**What you need to do:**
1. Rewrite the snub-nosed monkey text from the words "Figure 6. Seasonal" through "levels for females.", using "Seasonal variation" everywhere "Seasonal changes" appears.
2. Answer these questions using the snub-nosed monkey text.
(a) How many plant species do Sichuan snub-nosed monkeys eat during the cold season?
(b) How far did the XX and CW units stay from the higher-ranking units?
(c) In which season was an FGM correlate of rank observed among females?

**Text shown:**

Figure 6. Seasonal changes of the fecal glucocorticoid metabolite (FGM) levels for males.
Figure 7. Seasonal changes of the fecal glucocorticoid metabolite (FGM) levels for females.
FGM levels and behavior ranks were negatively correlated in warm, breeding and non-breeding seasons, but not during the cold season. We think that food could be a reason, because Sichuan snub-nosed monkeys eat only 13 species of plants during the cold season and 53 during the warm season (Tie et al. Citation2010). Many studies have shown that a decrease in vegetation could increase FGM levels in the red colobus (Piliocolobus badius; Chapman et al. Citation2007), spider monkeys (Ateles geoffroyi yucatanensis; Rangel-Negrín et al. Citation2009) and woolly monkeys (Lagothrix ssp.; Ange-van Heugten et al. Citation2009), and ring-tailed lemurs (Lemur catta; Pride Citation2005). The troop may have suffered high physiological stress from food deficiency during the cold season. That is because FGM levels were similar to each other during this season among both male groups and female groups, as showed. Thus, increased FGM levels resulting from food limitation in the cold season could be one of the reasons why FGM levels were uncorrelated to behavior ranks.
Interacting feeding patterns were pursued to feed the Sichuan snub-nosed monkeys in Da Longtan, and all units successively gathered in the feeding area for food, with only 0.5–10 m of separation distance among units (measured by infra-red distance tools). Based on our field observations, XX and CW units (representing low-ranking males) kept a distance (10–15 m) far away from the other, higher ranking units.
CW was not involved in food and habitat competition. DD and DY may suffer more physical and physiological stress than XX and CW because they are involved in food competition. This kind of stress is associated with seasonal changes, which agrees with the result that the FGM rank of males is mostly influenced by seasons. And this also was related to the individual differences. But whether food could be a limiting factor to cause a higher FGM in CW than XX during the cold season needs further study still.
Higher-ranking females could have more superiorities than lower ones (Ren et al. Citation1991); during breeding seasons, lower ranking females had higher FGM levels because they received more aggression (Cavigelli et al. Citation2003). A study at this site showed that females increased their focus on grooming the single resident male to obtain more opportunities for mating (Yu et al. Citation2013) which could prove that female individuals actually compete for mating during breeding seasons. However, this pattern was not very strong, especially during non-breeding seasons. Some researchers found that the social behavior of this monkey expresses more collaborative traits, which means some individuals (ranks close to one) could help each other sometimes, based on the behavioral observations (Li et al. Citation2002). Here we explain it from the FGM hormone perspective. It was found that social collaboration (as expressed by similar DI values) could be reflected by the closer FGM levels between and among individuals. Thus, here we can list the individuals who have a social collaboration relationship. Elevated GC (glucocorticoid) levels are associated with high levels of aggression and high rank in some species (Creel et al. Citation1996), but not in others (Virgin & Sapolsky Citation1997). Female Sichuan snub-nosed monkeys have been described as being more collaborative and gentle than the males (Ren et al. Citation2000; Li et al. Citation2002), and the FGM correlates of rank were influenced by breeding status, not by aggressive behavior. In fact, we hardly observed aggressive behaviors among females during our field work. In general, a high FGM concentration appears to be connected to reproductive events and to the endocrine status of non-human primates (Ziegler et al. Citation1995; Albuquerque et al. Citation2001; Ziegler & Sousa Citation2002). Reproductive stressors played a key role in female physiological stress, as found in studies on common marmosets, Callithrix jacchus, and spotted hyaenas, Crocuta crocuta (Goymann et al. Citation2001). Here, we found that the ranks of FGM in females are most influenced by breeding and non-breeding seasons. FGM levels rise during reproduction, as our results show. And an FGM correlate of rank was observed during the breeding season, but not in the non-breeding season.

**Dataset extract:**
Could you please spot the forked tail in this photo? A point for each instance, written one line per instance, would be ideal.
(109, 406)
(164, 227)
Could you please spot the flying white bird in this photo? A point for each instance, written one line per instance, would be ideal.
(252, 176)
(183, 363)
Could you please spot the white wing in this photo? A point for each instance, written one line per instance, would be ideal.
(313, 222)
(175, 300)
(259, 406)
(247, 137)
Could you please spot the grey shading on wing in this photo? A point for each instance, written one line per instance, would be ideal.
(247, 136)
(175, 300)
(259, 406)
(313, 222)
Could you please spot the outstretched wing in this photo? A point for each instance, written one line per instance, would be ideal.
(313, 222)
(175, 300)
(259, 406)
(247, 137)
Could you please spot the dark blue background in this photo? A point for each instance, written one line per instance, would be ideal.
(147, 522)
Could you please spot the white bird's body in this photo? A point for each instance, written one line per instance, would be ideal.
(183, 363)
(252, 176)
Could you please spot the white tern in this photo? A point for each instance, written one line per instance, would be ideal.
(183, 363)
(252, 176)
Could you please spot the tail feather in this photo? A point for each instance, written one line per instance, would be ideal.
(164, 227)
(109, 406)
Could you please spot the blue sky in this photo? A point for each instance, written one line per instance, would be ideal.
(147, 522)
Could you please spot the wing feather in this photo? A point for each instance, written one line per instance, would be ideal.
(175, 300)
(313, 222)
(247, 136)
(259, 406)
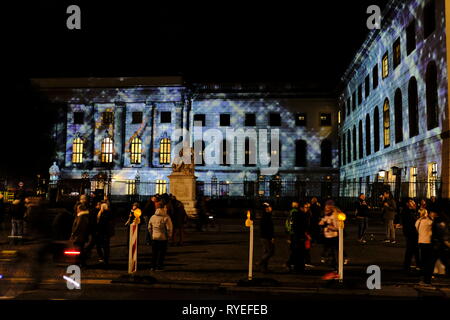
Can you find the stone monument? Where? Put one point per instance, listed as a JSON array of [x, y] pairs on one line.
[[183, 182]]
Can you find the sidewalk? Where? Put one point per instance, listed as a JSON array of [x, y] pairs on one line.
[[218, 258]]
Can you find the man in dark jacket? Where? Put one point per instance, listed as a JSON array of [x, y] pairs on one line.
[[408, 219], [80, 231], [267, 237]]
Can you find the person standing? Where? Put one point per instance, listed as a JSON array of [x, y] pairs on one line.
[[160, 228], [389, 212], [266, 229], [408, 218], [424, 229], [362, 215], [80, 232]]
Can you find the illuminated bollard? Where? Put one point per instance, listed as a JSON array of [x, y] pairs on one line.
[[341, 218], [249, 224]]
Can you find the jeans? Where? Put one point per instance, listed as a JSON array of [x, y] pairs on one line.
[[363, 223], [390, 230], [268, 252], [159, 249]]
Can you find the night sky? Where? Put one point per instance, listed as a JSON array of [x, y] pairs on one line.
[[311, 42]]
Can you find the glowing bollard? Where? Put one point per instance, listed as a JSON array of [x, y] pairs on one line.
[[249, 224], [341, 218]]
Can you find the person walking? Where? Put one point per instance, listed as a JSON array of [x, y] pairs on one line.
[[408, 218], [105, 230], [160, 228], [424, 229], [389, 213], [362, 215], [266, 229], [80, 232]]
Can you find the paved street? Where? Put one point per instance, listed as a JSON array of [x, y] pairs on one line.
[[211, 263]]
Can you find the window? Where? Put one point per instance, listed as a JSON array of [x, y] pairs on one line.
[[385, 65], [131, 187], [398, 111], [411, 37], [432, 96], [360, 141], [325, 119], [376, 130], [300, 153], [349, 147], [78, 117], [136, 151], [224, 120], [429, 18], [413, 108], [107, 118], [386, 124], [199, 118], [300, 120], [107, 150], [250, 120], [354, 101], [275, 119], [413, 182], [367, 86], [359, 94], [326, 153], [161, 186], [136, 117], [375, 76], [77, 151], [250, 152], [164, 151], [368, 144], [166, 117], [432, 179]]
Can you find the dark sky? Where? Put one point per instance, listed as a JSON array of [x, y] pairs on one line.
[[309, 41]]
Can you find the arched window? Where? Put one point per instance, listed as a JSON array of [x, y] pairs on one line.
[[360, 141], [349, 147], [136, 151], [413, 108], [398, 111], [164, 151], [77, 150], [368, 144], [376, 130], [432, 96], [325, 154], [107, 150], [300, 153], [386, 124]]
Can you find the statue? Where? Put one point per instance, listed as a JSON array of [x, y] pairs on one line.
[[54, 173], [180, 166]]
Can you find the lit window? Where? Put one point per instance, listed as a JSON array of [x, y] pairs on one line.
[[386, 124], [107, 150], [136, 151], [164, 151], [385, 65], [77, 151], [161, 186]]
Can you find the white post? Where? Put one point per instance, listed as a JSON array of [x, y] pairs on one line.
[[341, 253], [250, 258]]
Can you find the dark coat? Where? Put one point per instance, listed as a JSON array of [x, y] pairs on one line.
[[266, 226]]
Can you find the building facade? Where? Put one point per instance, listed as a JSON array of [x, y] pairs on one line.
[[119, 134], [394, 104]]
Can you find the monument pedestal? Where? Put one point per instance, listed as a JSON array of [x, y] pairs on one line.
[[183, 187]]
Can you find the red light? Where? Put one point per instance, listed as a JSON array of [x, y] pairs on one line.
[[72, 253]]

---

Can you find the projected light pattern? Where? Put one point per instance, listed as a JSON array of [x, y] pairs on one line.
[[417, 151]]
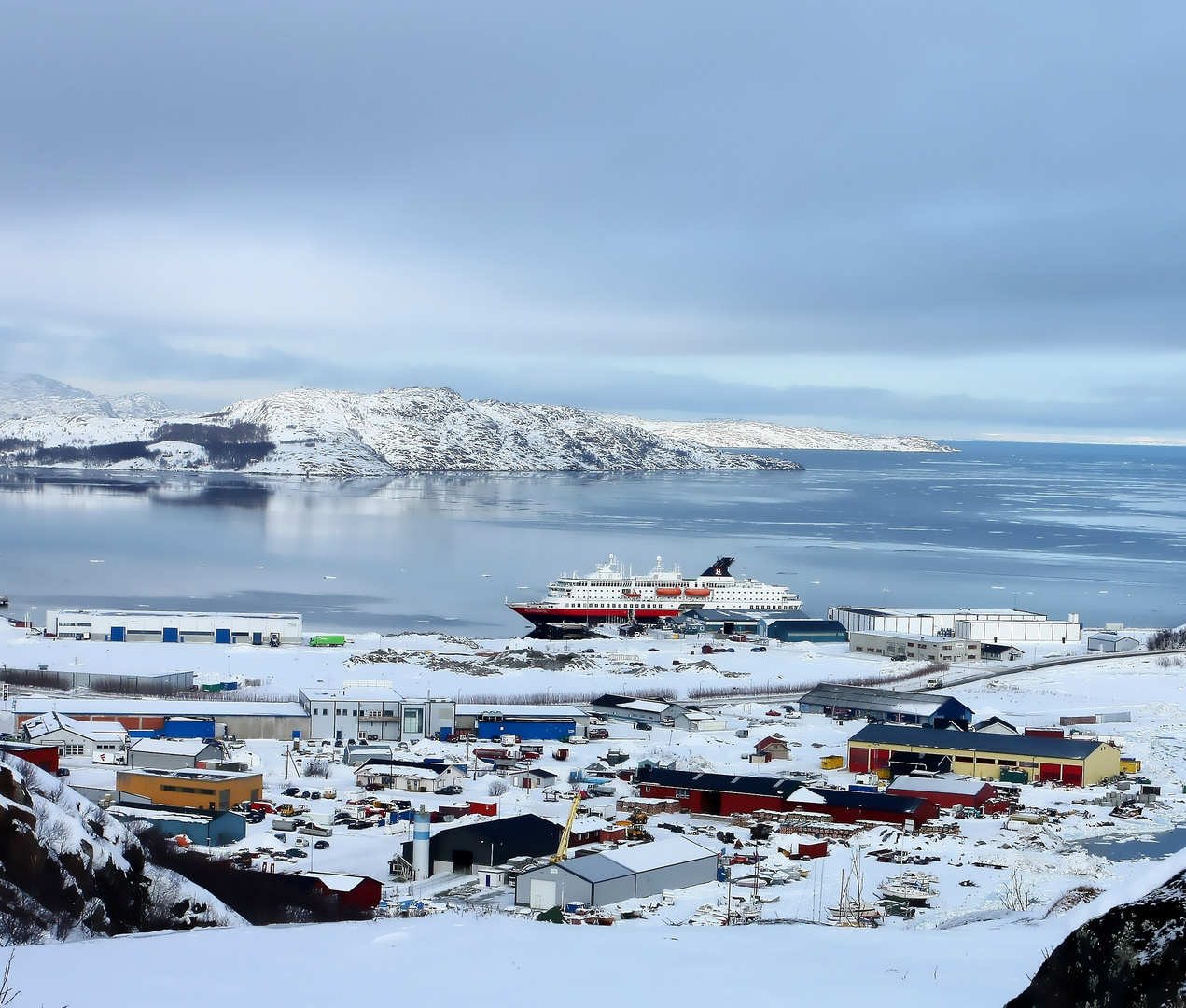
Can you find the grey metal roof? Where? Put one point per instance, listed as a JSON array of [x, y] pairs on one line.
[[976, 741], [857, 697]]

* * *

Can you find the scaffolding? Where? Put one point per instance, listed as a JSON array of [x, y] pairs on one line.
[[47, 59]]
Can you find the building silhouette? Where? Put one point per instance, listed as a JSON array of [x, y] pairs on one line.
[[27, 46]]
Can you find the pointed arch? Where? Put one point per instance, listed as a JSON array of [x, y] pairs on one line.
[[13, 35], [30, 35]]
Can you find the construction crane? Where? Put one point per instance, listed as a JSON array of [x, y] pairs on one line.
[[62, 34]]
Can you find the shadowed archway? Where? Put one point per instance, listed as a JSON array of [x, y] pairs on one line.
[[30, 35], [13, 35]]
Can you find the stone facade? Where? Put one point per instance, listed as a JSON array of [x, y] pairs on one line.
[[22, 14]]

**Written answers:**
1.
Figure 6. Seasonal variation of the fecal glucocorticoid metabolite (FGM) levels for males.
Figure 7. Seasonal variation of the fecal glucocorticoid metabolite (FGM) levels for females.

2.
(a) 13 species
(b) 10–15 m
(c) The breeding season